* WHAT YOU ARE ASKED TO DO
Please tally every line in the listing below where the word "beard" appears, then give the number and nothing more.

┌──

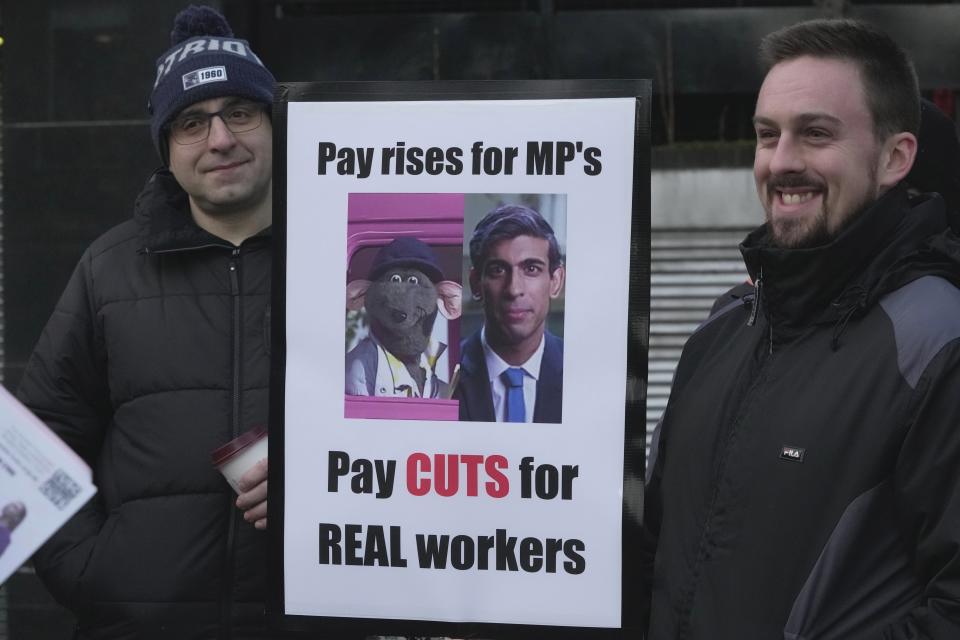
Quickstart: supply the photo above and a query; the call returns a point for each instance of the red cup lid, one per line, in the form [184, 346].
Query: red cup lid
[221, 454]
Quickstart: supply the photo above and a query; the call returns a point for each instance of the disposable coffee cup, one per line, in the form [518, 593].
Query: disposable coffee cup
[240, 455]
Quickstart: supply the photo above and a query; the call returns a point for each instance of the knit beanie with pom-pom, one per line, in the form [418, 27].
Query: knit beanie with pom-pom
[204, 61]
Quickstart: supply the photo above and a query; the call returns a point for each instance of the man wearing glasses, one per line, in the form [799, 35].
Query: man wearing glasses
[157, 354]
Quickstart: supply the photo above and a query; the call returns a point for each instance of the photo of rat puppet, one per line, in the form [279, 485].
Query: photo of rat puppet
[402, 297]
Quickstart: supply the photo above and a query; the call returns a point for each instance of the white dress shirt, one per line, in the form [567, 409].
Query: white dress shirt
[498, 390]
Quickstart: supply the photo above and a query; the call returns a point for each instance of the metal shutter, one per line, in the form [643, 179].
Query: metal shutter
[690, 268]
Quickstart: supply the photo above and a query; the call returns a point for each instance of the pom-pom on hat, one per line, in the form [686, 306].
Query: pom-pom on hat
[204, 61]
[406, 252]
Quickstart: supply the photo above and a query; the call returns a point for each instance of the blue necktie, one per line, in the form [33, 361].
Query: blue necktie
[513, 379]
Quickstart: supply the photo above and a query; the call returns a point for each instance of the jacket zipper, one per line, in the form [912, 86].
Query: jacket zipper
[226, 601]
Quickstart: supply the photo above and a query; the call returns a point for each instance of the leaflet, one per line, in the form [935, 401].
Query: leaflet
[42, 484]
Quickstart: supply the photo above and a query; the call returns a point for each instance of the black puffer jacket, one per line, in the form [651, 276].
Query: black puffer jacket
[806, 483]
[156, 354]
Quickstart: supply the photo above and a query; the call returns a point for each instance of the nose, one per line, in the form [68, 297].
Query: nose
[515, 283]
[787, 157]
[220, 137]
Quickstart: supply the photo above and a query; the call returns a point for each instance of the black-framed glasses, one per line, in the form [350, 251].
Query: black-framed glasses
[238, 117]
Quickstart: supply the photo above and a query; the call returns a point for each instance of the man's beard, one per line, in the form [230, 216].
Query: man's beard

└──

* ANSWER SECTION
2